■ Problem details ■
Nothing but the lines from the one including "Query: store awning" through the last line of the entries, restated exactly, should appear in the answer; omit the pictures.

■ Given information ■
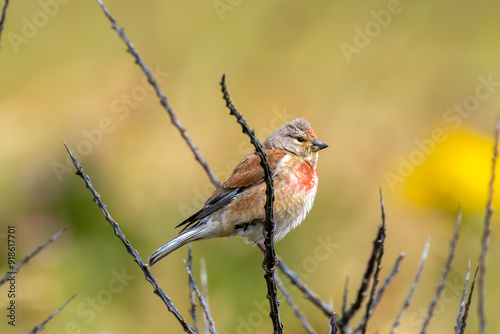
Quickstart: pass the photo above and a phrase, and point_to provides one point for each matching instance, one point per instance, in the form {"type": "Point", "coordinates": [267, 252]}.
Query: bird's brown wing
{"type": "Point", "coordinates": [246, 174]}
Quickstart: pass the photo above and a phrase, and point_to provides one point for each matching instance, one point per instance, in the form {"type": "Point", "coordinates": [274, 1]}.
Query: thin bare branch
{"type": "Point", "coordinates": [204, 287]}
{"type": "Point", "coordinates": [378, 245]}
{"type": "Point", "coordinates": [192, 291]}
{"type": "Point", "coordinates": [4, 16]}
{"type": "Point", "coordinates": [462, 301]}
{"type": "Point", "coordinates": [440, 287]}
{"type": "Point", "coordinates": [463, 323]}
{"type": "Point", "coordinates": [333, 324]}
{"type": "Point", "coordinates": [203, 304]}
{"type": "Point", "coordinates": [163, 99]}
{"type": "Point", "coordinates": [31, 255]}
{"type": "Point", "coordinates": [296, 310]}
{"type": "Point", "coordinates": [345, 303]}
{"type": "Point", "coordinates": [486, 234]}
{"type": "Point", "coordinates": [308, 293]}
{"type": "Point", "coordinates": [38, 328]}
{"type": "Point", "coordinates": [270, 259]}
{"type": "Point", "coordinates": [378, 261]}
{"type": "Point", "coordinates": [131, 250]}
{"type": "Point", "coordinates": [380, 292]}
{"type": "Point", "coordinates": [412, 289]}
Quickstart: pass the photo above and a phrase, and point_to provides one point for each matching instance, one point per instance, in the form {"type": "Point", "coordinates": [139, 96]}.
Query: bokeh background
{"type": "Point", "coordinates": [405, 93]}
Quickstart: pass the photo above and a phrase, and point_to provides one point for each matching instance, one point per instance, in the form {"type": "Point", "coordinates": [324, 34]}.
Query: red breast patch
{"type": "Point", "coordinates": [307, 176]}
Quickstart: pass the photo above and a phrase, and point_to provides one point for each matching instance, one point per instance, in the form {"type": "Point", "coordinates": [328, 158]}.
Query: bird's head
{"type": "Point", "coordinates": [296, 137]}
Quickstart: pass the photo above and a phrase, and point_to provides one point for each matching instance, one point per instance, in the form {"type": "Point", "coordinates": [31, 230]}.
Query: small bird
{"type": "Point", "coordinates": [236, 208]}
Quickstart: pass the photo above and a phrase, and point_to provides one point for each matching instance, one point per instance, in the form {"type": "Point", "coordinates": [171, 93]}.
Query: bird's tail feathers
{"type": "Point", "coordinates": [176, 243]}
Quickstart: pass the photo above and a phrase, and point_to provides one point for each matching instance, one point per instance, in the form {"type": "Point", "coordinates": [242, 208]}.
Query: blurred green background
{"type": "Point", "coordinates": [405, 93]}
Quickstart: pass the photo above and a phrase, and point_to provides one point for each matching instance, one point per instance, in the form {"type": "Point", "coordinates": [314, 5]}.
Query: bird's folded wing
{"type": "Point", "coordinates": [246, 174]}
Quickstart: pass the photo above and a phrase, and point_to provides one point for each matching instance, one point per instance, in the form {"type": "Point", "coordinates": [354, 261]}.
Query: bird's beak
{"type": "Point", "coordinates": [318, 145]}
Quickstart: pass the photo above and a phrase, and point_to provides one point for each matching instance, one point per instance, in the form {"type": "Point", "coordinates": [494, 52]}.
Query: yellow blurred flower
{"type": "Point", "coordinates": [458, 171]}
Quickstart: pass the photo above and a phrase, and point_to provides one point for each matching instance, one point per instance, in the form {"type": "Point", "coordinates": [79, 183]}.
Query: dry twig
{"type": "Point", "coordinates": [463, 322]}
{"type": "Point", "coordinates": [270, 260]}
{"type": "Point", "coordinates": [296, 310]}
{"type": "Point", "coordinates": [163, 99]}
{"type": "Point", "coordinates": [373, 262]}
{"type": "Point", "coordinates": [486, 235]}
{"type": "Point", "coordinates": [462, 301]}
{"type": "Point", "coordinates": [380, 293]}
{"type": "Point", "coordinates": [440, 287]}
{"type": "Point", "coordinates": [131, 250]}
{"type": "Point", "coordinates": [413, 286]}
{"type": "Point", "coordinates": [203, 304]}
{"type": "Point", "coordinates": [308, 293]}
{"type": "Point", "coordinates": [38, 328]}
{"type": "Point", "coordinates": [378, 260]}
{"type": "Point", "coordinates": [192, 292]}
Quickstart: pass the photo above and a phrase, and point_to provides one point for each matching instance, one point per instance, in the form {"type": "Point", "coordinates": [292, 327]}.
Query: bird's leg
{"type": "Point", "coordinates": [262, 247]}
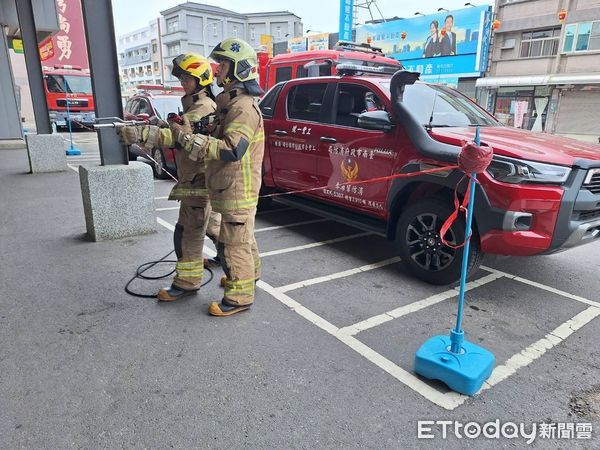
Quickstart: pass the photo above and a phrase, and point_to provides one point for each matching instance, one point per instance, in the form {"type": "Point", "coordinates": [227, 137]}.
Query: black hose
{"type": "Point", "coordinates": [139, 273]}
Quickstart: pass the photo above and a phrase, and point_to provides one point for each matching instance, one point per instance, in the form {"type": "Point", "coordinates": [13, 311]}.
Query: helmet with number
{"type": "Point", "coordinates": [243, 57]}
{"type": "Point", "coordinates": [194, 65]}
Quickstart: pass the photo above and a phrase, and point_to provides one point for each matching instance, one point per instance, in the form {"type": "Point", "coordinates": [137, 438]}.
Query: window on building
{"type": "Point", "coordinates": [539, 43]}
{"type": "Point", "coordinates": [173, 49]}
{"type": "Point", "coordinates": [172, 24]}
{"type": "Point", "coordinates": [582, 37]}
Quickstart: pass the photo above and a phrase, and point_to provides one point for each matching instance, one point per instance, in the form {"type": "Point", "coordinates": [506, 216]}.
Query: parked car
{"type": "Point", "coordinates": [144, 106]}
{"type": "Point", "coordinates": [541, 193]}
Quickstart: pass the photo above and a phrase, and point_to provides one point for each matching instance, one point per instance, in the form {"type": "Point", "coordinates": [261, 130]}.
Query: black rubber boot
{"type": "Point", "coordinates": [173, 293]}
{"type": "Point", "coordinates": [226, 309]}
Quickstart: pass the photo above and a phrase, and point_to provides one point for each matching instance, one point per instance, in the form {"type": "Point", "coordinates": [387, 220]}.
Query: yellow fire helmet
{"type": "Point", "coordinates": [195, 65]}
{"type": "Point", "coordinates": [241, 54]}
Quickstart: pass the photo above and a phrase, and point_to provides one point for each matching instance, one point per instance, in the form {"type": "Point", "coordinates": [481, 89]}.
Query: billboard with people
{"type": "Point", "coordinates": [449, 43]}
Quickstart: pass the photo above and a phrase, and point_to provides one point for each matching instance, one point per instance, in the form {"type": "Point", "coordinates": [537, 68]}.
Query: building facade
{"type": "Point", "coordinates": [140, 60]}
{"type": "Point", "coordinates": [544, 73]}
{"type": "Point", "coordinates": [194, 27]}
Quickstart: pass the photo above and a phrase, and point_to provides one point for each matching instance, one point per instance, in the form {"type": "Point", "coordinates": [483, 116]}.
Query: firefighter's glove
{"type": "Point", "coordinates": [151, 137]}
{"type": "Point", "coordinates": [129, 134]}
{"type": "Point", "coordinates": [180, 129]}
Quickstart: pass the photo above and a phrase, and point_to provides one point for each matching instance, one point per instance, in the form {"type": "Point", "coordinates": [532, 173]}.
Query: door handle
{"type": "Point", "coordinates": [328, 139]}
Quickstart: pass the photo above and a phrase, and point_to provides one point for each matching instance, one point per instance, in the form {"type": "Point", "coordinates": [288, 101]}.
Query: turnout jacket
{"type": "Point", "coordinates": [191, 174]}
{"type": "Point", "coordinates": [233, 154]}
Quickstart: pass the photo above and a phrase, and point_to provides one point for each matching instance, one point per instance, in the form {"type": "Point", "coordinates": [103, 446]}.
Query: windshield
{"type": "Point", "coordinates": [447, 107]}
{"type": "Point", "coordinates": [369, 63]}
{"type": "Point", "coordinates": [165, 105]}
{"type": "Point", "coordinates": [72, 83]}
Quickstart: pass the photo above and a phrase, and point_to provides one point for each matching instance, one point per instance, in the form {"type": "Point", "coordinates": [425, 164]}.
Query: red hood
{"type": "Point", "coordinates": [523, 144]}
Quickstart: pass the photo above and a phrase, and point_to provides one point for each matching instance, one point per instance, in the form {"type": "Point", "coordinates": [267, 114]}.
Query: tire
{"type": "Point", "coordinates": [159, 166]}
{"type": "Point", "coordinates": [420, 246]}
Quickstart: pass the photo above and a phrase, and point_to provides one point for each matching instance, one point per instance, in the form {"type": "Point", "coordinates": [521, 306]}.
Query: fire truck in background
{"type": "Point", "coordinates": [319, 63]}
{"type": "Point", "coordinates": [72, 84]}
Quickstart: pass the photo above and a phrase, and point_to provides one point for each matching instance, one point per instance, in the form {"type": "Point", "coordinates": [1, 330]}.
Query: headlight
{"type": "Point", "coordinates": [516, 171]}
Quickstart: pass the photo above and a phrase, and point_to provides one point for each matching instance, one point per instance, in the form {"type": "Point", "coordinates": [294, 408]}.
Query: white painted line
{"type": "Point", "coordinates": [271, 211]}
{"type": "Point", "coordinates": [334, 276]}
{"type": "Point", "coordinates": [537, 349]}
{"type": "Point", "coordinates": [165, 224]}
{"type": "Point", "coordinates": [314, 244]}
{"type": "Point", "coordinates": [448, 401]}
{"type": "Point", "coordinates": [297, 224]}
{"type": "Point", "coordinates": [545, 287]}
{"type": "Point", "coordinates": [416, 306]}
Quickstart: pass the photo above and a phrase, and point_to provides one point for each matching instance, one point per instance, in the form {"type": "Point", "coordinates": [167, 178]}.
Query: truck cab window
{"type": "Point", "coordinates": [305, 101]}
{"type": "Point", "coordinates": [283, 74]}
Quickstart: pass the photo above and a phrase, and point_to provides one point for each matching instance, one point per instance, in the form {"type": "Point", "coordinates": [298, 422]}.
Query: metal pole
{"type": "Point", "coordinates": [34, 66]}
{"type": "Point", "coordinates": [457, 335]}
{"type": "Point", "coordinates": [102, 53]}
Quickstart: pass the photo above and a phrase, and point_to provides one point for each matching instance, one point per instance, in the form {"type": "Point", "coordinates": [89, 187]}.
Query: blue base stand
{"type": "Point", "coordinates": [463, 371]}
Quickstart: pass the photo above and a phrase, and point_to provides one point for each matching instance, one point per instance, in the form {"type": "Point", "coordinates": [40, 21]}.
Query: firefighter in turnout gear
{"type": "Point", "coordinates": [233, 155]}
{"type": "Point", "coordinates": [195, 74]}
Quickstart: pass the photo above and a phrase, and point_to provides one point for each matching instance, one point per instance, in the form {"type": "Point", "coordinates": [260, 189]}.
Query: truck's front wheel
{"type": "Point", "coordinates": [420, 244]}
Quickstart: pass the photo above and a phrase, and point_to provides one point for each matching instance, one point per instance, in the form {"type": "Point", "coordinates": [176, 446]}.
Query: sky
{"type": "Point", "coordinates": [317, 15]}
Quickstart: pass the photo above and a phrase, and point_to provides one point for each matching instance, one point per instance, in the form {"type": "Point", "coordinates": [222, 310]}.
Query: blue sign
{"type": "Point", "coordinates": [346, 13]}
{"type": "Point", "coordinates": [437, 45]}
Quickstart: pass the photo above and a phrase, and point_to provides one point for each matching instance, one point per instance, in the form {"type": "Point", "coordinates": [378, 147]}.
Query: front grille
{"type": "Point", "coordinates": [589, 215]}
{"type": "Point", "coordinates": [592, 181]}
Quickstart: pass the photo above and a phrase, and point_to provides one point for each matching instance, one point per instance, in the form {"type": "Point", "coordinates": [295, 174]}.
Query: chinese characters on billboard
{"type": "Point", "coordinates": [439, 46]}
{"type": "Point", "coordinates": [67, 46]}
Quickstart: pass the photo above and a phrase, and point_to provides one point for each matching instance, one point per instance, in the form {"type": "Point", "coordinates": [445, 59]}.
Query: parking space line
{"type": "Point", "coordinates": [538, 348]}
{"type": "Point", "coordinates": [271, 211]}
{"type": "Point", "coordinates": [334, 276]}
{"type": "Point", "coordinates": [297, 224]}
{"type": "Point", "coordinates": [544, 287]}
{"type": "Point", "coordinates": [380, 319]}
{"type": "Point", "coordinates": [314, 244]}
{"type": "Point", "coordinates": [448, 401]}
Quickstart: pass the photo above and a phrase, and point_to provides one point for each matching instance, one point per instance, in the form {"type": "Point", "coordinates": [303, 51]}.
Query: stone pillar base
{"type": "Point", "coordinates": [118, 200]}
{"type": "Point", "coordinates": [46, 153]}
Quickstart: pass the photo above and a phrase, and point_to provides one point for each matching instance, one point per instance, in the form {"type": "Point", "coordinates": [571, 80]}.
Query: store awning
{"type": "Point", "coordinates": [540, 80]}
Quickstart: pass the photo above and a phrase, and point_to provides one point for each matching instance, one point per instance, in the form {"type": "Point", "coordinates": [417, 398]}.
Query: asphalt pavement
{"type": "Point", "coordinates": [324, 359]}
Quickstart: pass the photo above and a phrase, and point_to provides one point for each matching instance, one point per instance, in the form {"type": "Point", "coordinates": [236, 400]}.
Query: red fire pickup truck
{"type": "Point", "coordinates": [541, 194]}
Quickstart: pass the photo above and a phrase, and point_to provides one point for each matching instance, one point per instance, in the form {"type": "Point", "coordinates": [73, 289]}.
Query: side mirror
{"type": "Point", "coordinates": [375, 120]}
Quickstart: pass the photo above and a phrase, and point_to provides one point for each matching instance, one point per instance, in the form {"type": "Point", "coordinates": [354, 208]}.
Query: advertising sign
{"type": "Point", "coordinates": [297, 44]}
{"type": "Point", "coordinates": [346, 13]}
{"type": "Point", "coordinates": [318, 41]}
{"type": "Point", "coordinates": [438, 45]}
{"type": "Point", "coordinates": [46, 49]}
{"type": "Point", "coordinates": [67, 46]}
{"type": "Point", "coordinates": [266, 42]}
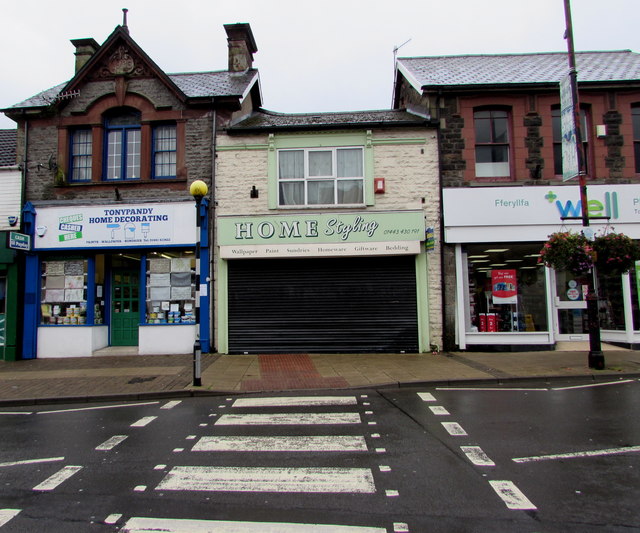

■ Task solution ■
Query: store awning
{"type": "Point", "coordinates": [540, 80]}
Quickstart: pass the photo above and a phrase, and point_to provides one point for each matching instance, one point per instance, in the form {"type": "Point", "coordinates": [417, 398]}.
Query: asphalt pavement
{"type": "Point", "coordinates": [324, 359]}
Quickstart: pass the photo above and a phrase, and point_to provides one point for each matching instance, one point per instance, in the form {"type": "Point", "coordinates": [236, 400]}.
Query: red fire pickup truck
{"type": "Point", "coordinates": [541, 194]}
Quickstart: pass the photo above and a phrase, and point_to provides one point for each matching instance, one point per instance, in the form {"type": "Point", "coordinates": [73, 289]}.
Query: side mirror
{"type": "Point", "coordinates": [375, 120]}
Quickstart: pass the photo above and a phrase, and point_to provides one point for each matching instance, one point per instance, in the form {"type": "Point", "coordinates": [354, 208]}.
Query: advertising sign
{"type": "Point", "coordinates": [297, 44]}
{"type": "Point", "coordinates": [346, 13]}
{"type": "Point", "coordinates": [318, 41]}
{"type": "Point", "coordinates": [438, 45]}
{"type": "Point", "coordinates": [46, 49]}
{"type": "Point", "coordinates": [67, 46]}
{"type": "Point", "coordinates": [266, 42]}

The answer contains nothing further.